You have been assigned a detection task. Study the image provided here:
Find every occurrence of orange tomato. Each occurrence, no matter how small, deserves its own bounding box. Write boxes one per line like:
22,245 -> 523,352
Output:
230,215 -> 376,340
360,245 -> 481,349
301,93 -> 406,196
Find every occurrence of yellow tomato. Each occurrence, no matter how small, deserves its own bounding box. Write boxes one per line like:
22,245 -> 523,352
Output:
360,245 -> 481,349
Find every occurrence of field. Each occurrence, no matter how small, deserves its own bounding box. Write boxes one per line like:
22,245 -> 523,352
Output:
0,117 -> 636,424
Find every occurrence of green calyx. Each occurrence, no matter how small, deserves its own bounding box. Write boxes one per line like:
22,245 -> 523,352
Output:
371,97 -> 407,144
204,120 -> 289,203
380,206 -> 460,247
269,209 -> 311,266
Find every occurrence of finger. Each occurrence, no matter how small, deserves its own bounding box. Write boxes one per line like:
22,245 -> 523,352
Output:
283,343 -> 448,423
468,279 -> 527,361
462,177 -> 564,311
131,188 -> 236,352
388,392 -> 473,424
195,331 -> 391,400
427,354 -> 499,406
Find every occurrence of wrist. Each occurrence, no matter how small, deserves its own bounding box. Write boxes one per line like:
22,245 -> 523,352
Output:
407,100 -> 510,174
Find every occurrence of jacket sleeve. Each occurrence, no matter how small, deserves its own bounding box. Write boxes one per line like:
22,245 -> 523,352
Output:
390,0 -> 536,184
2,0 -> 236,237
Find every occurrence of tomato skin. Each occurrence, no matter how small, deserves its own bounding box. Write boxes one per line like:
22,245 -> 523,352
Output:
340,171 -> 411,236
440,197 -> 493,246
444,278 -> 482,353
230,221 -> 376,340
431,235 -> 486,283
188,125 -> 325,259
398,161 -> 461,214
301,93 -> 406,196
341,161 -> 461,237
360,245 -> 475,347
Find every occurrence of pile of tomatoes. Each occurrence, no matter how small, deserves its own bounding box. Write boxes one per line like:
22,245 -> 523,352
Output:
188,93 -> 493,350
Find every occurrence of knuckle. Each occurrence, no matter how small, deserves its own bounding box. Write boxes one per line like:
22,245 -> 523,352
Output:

• Task requirements
Return all of the items above verbatim, without changing a single character.

• Output for this task
You have been assigned a detection task. Study the image provided here:
Find every occurrence of orange tomato. Each occurrence, no matter how small, deserves its own bounding box. Write boxes one per line like:
22,245 -> 523,352
Output:
230,215 -> 376,340
360,245 -> 481,349
301,93 -> 406,196
Find every occurrence of yellow tomato. Each occurrence, no matter how small, deserves its own bounding box. Write boxes one per line like:
22,245 -> 523,352
Output:
360,245 -> 481,349
Find every occurrence of field. Each occurrence, no matter how small, deserves its own bounding box. Write boxes one per line like:
22,245 -> 523,352
Output:
0,117 -> 636,424
Find every occurrence of green calyx. Each occurrence, no matter how small, deserves its own bounding box. Write boxes one per line like:
22,245 -> 523,352
Output:
371,97 -> 407,144
204,120 -> 289,203
380,206 -> 460,247
269,209 -> 311,266
Find every occurrence of finger. Each occurrence, no matter how small, deserves its own bounding box. Write boxes one per line like:
22,245 -> 523,352
Output:
283,343 -> 448,423
468,279 -> 527,361
462,177 -> 564,311
131,188 -> 236,352
388,392 -> 473,424
195,331 -> 391,400
427,354 -> 499,406
Find every occurrence of wrist. Each occurrence, no matter how small, deserves its own bounding box. Write boxes one per line like:
22,245 -> 523,352
Output:
407,100 -> 510,174
Find every occurrence of jacket sleeve. Each occurrence, no matter how small, deserves its own bounding box. Write boxes one per line like:
22,245 -> 523,352
Output:
390,0 -> 536,184
2,0 -> 236,237
Find every occurrence of tomato skin. Each occurrence, no matter how small, deserves its own bounding box. Write boxes one per line like:
22,245 -> 523,352
Output:
340,171 -> 411,236
440,197 -> 493,246
444,278 -> 482,353
230,221 -> 376,340
431,235 -> 486,283
188,125 -> 325,259
398,161 -> 461,214
301,93 -> 406,196
341,161 -> 461,237
360,245 -> 475,347
Find every occurrence of pile of tomatoes. Each occurrence, no matter how small, deserves its own bounding box. Write boxes one per line like:
22,245 -> 523,352
Output:
188,93 -> 493,350
Find every occurrence of knuckle. Each occurrence, no matter how small, deserves its own bounding box. Write boxes one per line like:
22,245 -> 523,352
Output:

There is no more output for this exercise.